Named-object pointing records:
══════════
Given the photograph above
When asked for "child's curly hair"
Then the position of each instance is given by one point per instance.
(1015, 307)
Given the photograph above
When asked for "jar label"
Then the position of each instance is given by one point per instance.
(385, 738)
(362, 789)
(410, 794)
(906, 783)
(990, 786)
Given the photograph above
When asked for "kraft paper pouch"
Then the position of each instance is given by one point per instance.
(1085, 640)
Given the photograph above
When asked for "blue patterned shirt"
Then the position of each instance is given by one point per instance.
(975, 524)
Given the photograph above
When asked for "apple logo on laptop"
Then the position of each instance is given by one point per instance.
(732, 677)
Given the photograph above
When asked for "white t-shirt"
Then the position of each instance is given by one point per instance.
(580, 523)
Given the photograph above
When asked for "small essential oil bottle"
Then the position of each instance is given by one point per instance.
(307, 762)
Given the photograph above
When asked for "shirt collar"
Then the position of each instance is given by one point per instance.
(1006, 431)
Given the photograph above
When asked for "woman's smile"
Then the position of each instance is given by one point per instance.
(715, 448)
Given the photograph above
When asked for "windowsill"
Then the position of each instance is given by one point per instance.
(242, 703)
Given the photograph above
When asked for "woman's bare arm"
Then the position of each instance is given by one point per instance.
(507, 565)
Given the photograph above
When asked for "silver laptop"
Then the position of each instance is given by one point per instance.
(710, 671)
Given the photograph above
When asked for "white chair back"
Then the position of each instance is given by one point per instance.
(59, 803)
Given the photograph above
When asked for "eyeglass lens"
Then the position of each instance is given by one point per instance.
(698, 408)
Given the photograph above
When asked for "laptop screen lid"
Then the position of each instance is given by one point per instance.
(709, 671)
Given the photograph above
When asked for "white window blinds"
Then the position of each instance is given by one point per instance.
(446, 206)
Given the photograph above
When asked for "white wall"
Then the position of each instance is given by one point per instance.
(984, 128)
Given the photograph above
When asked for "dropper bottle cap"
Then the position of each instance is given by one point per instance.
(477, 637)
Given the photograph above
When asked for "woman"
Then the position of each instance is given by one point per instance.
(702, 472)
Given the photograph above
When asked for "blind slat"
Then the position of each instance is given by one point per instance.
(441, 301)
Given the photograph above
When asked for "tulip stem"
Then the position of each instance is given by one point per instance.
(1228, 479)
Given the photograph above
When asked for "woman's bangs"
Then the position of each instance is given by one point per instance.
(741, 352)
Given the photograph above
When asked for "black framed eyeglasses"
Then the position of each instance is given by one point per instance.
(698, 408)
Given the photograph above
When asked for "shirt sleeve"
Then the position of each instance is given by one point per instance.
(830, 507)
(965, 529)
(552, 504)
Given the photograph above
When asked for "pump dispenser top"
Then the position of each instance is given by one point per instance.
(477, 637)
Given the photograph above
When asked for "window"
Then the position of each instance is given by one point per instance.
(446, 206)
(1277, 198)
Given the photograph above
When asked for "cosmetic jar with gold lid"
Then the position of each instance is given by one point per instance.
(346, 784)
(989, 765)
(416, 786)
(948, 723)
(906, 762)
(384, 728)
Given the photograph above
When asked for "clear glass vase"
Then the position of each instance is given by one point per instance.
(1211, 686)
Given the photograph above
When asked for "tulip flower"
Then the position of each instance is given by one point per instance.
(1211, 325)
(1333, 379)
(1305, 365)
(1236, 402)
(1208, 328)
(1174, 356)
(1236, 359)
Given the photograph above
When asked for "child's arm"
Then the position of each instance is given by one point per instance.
══════════
Copy the stretch of data from the start through the line containing "(1085, 640)", renaming "jar label" to "container label" and leaving every other line unchanged.

▶ _Task output_:
Given the photograph above
When asked for "child's curly hair"
Then the position of each instance is given by one point per instance.
(1015, 307)
Given the photograph above
When asked for "container label"
Then the position of each instance is given by one point per instance.
(385, 738)
(362, 789)
(410, 794)
(906, 783)
(990, 786)
Given the photograph above
When asked for "kraft paper pouch"
Then the position of each instance is given by one point per instance.
(1085, 640)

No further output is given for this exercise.